### WHAT IS REQUIRED
Put the records below into a two-column CSV with the header entry,result. Give one row per record, and put each field in double quotes with its line breaks replaced by spaces.

### GIVEN DATA
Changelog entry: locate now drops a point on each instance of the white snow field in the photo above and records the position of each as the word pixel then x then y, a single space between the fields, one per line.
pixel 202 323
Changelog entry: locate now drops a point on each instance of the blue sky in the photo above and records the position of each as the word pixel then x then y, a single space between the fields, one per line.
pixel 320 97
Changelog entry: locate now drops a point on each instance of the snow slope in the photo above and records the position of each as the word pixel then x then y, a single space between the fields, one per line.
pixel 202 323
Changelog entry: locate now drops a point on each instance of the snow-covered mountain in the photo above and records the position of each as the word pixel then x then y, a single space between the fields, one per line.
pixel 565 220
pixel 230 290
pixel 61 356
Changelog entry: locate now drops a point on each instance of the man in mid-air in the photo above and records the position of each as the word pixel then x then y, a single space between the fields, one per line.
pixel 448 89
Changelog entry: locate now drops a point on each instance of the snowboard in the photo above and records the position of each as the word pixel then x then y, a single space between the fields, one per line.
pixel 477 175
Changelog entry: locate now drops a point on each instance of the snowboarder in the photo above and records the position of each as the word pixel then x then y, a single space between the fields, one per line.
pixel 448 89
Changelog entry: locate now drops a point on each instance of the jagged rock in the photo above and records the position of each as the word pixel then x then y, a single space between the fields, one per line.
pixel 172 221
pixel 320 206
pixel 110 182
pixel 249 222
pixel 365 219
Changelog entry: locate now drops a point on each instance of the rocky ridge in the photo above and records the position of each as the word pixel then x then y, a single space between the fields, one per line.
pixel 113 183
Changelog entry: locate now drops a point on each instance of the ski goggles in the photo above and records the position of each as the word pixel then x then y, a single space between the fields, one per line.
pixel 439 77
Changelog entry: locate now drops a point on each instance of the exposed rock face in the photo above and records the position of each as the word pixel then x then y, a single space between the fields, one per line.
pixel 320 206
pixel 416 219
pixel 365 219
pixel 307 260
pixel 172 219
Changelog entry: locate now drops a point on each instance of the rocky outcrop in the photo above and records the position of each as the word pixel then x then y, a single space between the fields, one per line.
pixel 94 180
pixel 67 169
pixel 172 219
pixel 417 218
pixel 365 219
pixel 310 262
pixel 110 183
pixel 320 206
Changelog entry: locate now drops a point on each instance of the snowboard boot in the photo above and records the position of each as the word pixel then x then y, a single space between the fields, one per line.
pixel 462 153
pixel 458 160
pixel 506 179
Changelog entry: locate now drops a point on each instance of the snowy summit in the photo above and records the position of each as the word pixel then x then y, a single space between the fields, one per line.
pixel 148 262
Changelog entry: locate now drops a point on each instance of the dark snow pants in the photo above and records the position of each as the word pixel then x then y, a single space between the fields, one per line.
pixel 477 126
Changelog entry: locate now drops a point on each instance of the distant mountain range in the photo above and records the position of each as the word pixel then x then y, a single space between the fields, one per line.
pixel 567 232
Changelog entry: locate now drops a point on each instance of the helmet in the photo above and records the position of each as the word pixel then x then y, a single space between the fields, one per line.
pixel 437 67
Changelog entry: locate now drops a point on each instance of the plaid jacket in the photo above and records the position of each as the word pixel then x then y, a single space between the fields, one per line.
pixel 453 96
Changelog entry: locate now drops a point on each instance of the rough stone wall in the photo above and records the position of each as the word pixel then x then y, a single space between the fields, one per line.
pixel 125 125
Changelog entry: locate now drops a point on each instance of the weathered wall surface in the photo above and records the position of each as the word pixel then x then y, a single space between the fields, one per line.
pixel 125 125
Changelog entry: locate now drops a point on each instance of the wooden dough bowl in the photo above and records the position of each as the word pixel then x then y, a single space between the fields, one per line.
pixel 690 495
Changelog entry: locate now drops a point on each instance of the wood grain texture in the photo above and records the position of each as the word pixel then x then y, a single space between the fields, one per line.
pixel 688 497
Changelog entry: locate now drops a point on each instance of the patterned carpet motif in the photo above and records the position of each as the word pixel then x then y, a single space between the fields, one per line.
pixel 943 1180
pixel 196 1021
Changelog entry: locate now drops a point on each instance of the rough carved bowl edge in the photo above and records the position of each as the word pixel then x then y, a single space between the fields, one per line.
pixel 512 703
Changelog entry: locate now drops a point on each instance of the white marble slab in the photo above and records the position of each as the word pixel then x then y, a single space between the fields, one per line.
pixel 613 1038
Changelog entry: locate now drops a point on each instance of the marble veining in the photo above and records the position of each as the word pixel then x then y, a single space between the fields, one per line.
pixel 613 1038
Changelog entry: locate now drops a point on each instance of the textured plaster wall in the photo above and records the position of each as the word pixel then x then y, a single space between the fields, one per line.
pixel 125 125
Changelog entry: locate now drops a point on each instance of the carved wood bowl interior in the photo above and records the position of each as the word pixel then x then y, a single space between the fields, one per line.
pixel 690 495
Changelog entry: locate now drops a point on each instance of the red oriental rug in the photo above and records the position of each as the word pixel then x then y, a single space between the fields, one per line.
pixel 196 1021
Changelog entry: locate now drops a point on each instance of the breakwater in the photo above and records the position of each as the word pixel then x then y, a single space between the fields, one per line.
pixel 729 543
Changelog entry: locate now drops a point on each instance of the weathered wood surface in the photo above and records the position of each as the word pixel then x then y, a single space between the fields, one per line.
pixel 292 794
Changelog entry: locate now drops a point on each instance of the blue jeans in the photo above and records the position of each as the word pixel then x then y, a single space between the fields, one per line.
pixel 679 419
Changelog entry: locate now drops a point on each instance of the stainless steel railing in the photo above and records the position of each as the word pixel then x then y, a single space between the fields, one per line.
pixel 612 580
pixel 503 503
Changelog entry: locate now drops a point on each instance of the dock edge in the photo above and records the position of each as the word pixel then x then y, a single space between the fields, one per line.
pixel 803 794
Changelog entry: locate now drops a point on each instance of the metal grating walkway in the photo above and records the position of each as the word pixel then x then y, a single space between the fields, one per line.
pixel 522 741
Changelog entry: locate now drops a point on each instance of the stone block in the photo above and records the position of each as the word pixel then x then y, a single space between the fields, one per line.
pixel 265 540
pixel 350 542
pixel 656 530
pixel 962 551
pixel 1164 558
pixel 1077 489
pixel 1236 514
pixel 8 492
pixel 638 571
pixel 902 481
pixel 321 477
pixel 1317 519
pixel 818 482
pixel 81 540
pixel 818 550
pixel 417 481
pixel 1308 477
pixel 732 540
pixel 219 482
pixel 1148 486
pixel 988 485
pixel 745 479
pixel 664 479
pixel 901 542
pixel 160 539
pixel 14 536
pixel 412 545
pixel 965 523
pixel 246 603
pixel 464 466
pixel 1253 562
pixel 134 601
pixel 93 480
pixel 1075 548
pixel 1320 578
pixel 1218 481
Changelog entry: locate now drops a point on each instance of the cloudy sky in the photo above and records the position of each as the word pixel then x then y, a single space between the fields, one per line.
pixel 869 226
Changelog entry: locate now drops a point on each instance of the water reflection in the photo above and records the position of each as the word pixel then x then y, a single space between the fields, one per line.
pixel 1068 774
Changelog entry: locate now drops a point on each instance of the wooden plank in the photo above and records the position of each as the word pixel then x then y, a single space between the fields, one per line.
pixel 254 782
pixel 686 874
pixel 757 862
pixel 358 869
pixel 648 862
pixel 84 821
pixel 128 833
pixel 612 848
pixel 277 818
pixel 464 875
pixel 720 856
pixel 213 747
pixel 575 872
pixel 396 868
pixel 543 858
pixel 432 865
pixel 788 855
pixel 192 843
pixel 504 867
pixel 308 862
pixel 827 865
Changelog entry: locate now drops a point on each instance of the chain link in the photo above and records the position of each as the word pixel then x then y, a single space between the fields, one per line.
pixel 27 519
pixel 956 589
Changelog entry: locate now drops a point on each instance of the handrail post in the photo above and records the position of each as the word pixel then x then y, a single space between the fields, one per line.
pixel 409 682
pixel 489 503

### EXERCISE RESULT
entry,result
"Changelog entry: locate now drops a point on each instance of the white snow field in the photo above and records the position of each as the word pixel then x then y, a single space between the fields, one per line.","pixel 202 323"
"Changelog entry: locate now drops a point on each instance of the blue sky in the photo above and records the position of each as the word pixel then x then y, a single space between the fields, one per line.","pixel 320 97"
"Changelog entry: locate now drops a point on each instance of the snow slope in the photo above and records the position of each as the word pixel then x then y, a single space between the fields, one per line.","pixel 202 323"
"Changelog entry: locate now drops a point on each instance of the snow-covered mountain in the photo above and records the position of each as the word pixel then x then y, a single space between the fields, one per line.","pixel 565 220 pixel 230 290 pixel 61 356"
"Changelog entry: locate now drops a point on each instance of the man in mid-air in the photo above and records the position of each as the word pixel then x then y, a single space between the fields, one per line.","pixel 448 89"
"Changelog entry: locate now drops a point on each instance of the snowboard in the photo above and records the position of each as the word pixel then x then y, a single space between the fields, one per line.","pixel 477 175"
"Changelog entry: locate now drops a point on each instance of the snowboarder in the photo above and records the position of each as the word pixel then x then y, a single space between the fields, one per line.","pixel 448 89"
"Changelog entry: locate now drops a point on each instance of the jagged rock in the photo above and records the position of each as the word pixel then x then y, a single space between the fields, one per line.","pixel 172 221 pixel 320 206 pixel 110 182 pixel 249 222 pixel 365 219"
"Changelog entry: locate now drops a point on each instance of the rocky ridge in the photo above and records the position of each as the word pixel then x then y, a single space between the fields, one per line.","pixel 113 183"
"Changelog entry: locate now drops a point on each instance of the ski goggles in the photo above and records the position of each as the word pixel then x then y, a single space between the fields, one per line.","pixel 439 77"
"Changelog entry: locate now drops a point on each instance of the exposed rock face in the photo above and records the position of each as the word pixel then x then y, a single space between the fields, one per line.","pixel 320 206 pixel 416 219 pixel 365 219 pixel 307 260 pixel 172 219"
"Changelog entry: locate now drops a point on each instance of the rocky outcrop in the photo above and records the position of each as the word pixel then x then y, a single space between the fields, one per line.","pixel 94 180 pixel 67 169 pixel 172 219 pixel 417 218 pixel 365 219 pixel 310 262 pixel 110 183 pixel 320 206"
"Changelog entry: locate now drops a point on each instance of the snowboard boot in the photo above and records the position of each as the word pixel then x then y, a single space between the fields, one per line.","pixel 462 153 pixel 458 160 pixel 506 179"
"Changelog entry: locate now drops a point on each instance of the snowy summit in the photo above and records the position of each as the word pixel then x then y, a single space between the fields, one per line.","pixel 148 262"
"Changelog entry: locate now drops a point on each instance of the dark snow pants in the photo above and records the position of each as the word pixel then x then y, a single space between the fields, one per line.","pixel 477 126"
"Changelog entry: locate now drops a point on each instance of the distant mountain range in the photo above and records the position of each as the word pixel then x then y, a single space between the fields, one per line.","pixel 567 232"
"Changelog entry: locate now drops a point on each instance of the helmet in the photo above and records the position of each as the word pixel then x then y, a single space between the fields, one per line.","pixel 437 67"
"Changelog entry: locate now drops a point on each instance of the plaid jacket in the photo above and records the position of each as the word pixel then x then y, a single space between the fields, one per line.","pixel 453 96"
"Changelog entry: locate now drops a point on each instance of the rough stone wall in the photo above and records the position of each as the word pixel then x then y, a single space between the fields, one per line.","pixel 125 125"
"Changelog entry: locate now drops a point on each instance of the weathered wall surface in the photo above and records the position of each as the word pixel then x then y, a single space between the fields, one per line.","pixel 125 125"
"Changelog entry: locate now drops a point on each instance of the wooden dough bowl in the photo above and records the position of each as the word pixel then x then y, a single space between the fields, one per line.","pixel 690 495"
"Changelog entry: locate now drops a point on each instance of the wood grain texture in the photo above and records the position of each as the word pixel then x then y, a single space between the fields, one per line.","pixel 688 497"
"Changelog entry: locate now drops a point on each instance of the patterned carpet motif in the photo above and records the position of each as the word pixel then x then y, a single space between the fields, one per line.","pixel 943 1180 pixel 196 1021"
"Changelog entry: locate now drops a point on each instance of the rough carved bowl edge in the photo above and records the position of each as the word pixel then x then y, a single space between the fields, one per line.","pixel 512 703"
"Changelog entry: locate now drops a point on each instance of the white marble slab in the photo above and records the position of each as the word pixel then x then y, a single space between the fields, one per line.","pixel 613 1038"
"Changelog entry: locate now drops a point on each instance of the marble veining in the photo above and records the position of each as the word pixel then x then y, a single space between the fields, one per line.","pixel 613 1038"
"Changelog entry: locate now drops a point on each instance of the textured plaster wall in the photo above and records the position of each as the word pixel then x then y, a single space between the fields, one per line.","pixel 125 125"
"Changelog entry: locate now drops a point on each instance of the carved wood bowl interior in the photo above and records the position of each as the word pixel then x then y, a single space between the fields, one per line.","pixel 690 495"
"Changelog entry: locate now drops a point on each instance of the red oriental rug in the photo above and records the position of each as the word pixel then x then y, a single space between the fields, one per line.","pixel 196 1021"
"Changelog entry: locate now drops a point on each instance of the breakwater in the photo above and records the position of each as the word pixel then x then y, a single space between the fields, one per line.","pixel 729 543"
"Changelog entry: locate now drops a point on each instance of the weathered wood surface in the photo above and records the position of each as the word pixel then x then y, a single space between the fields, one per line.","pixel 292 794"
"Changelog entry: locate now drops a point on each instance of the blue jeans in the photo above and records the position of each as the word pixel then x then y, a single space between the fields, one per line.","pixel 679 419"
"Changelog entry: locate now drops a point on each instance of the stainless steel railing in the photo above and records the position of each as the word pixel then x then y, a single space between the fields, one per line.","pixel 612 580 pixel 503 503"
"Changelog entry: locate now drops a point on each instance of the dock edge in the photo above and records the position of each as the word pixel then x then y, a single space between the fields, one per line.","pixel 803 794"
"Changelog entry: locate now drops a point on each instance of the metal grating walkway in the photo above and records the position of each as the word pixel then x then y, a single space between the fields, one per line.","pixel 522 741"
"Changelog entry: locate now drops a point on each instance of the stone block in the photo above and records the position of each as the word pixel then x then y, a single space between the fields, one per line.","pixel 265 540 pixel 350 542 pixel 656 530 pixel 962 551 pixel 1164 558 pixel 1077 489 pixel 1236 514 pixel 8 492 pixel 638 571 pixel 902 481 pixel 321 477 pixel 1317 519 pixel 818 482 pixel 81 540 pixel 818 550 pixel 417 481 pixel 1308 477 pixel 732 540 pixel 219 482 pixel 1148 486 pixel 988 485 pixel 745 479 pixel 664 479 pixel 901 542 pixel 160 539 pixel 14 536 pixel 412 545 pixel 965 523 pixel 246 603 pixel 464 466 pixel 1253 562 pixel 134 601 pixel 93 480 pixel 1075 548 pixel 1320 578 pixel 1218 481"
"Changelog entry: locate now drops a point on each instance of the cloudy sky in the photo above and records the position of each as the word pixel then x then y, a single space between the fields, one per line.","pixel 869 226"
"Changelog entry: locate now drops a point on each instance of the water reflection in the photo above and records the position of each as the word pixel then x then y, a single space between the fields, one per line.","pixel 1068 774"
"Changelog entry: locate now drops a point on each instance of the wooden plank in the photo above and records the position of each as the word pixel then x then y, a single space between the fields, one per line.","pixel 254 782 pixel 686 874 pixel 757 862 pixel 358 869 pixel 648 862 pixel 84 821 pixel 128 833 pixel 612 848 pixel 277 818 pixel 464 875 pixel 720 856 pixel 213 747 pixel 575 872 pixel 396 868 pixel 543 858 pixel 432 865 pixel 788 855 pixel 192 843 pixel 504 867 pixel 308 862 pixel 827 865"
"Changelog entry: locate now drops a point on each instance of the chain link in the photo above and records the position of each as the word pixel then x then y, a single space between the fields, one per line.","pixel 27 519 pixel 956 589"
"Changelog entry: locate now drops a point on each instance of the handrail post in the photo above and records the position of each as the word pixel then x then y, a single space between the fields, one per line.","pixel 409 682 pixel 489 503"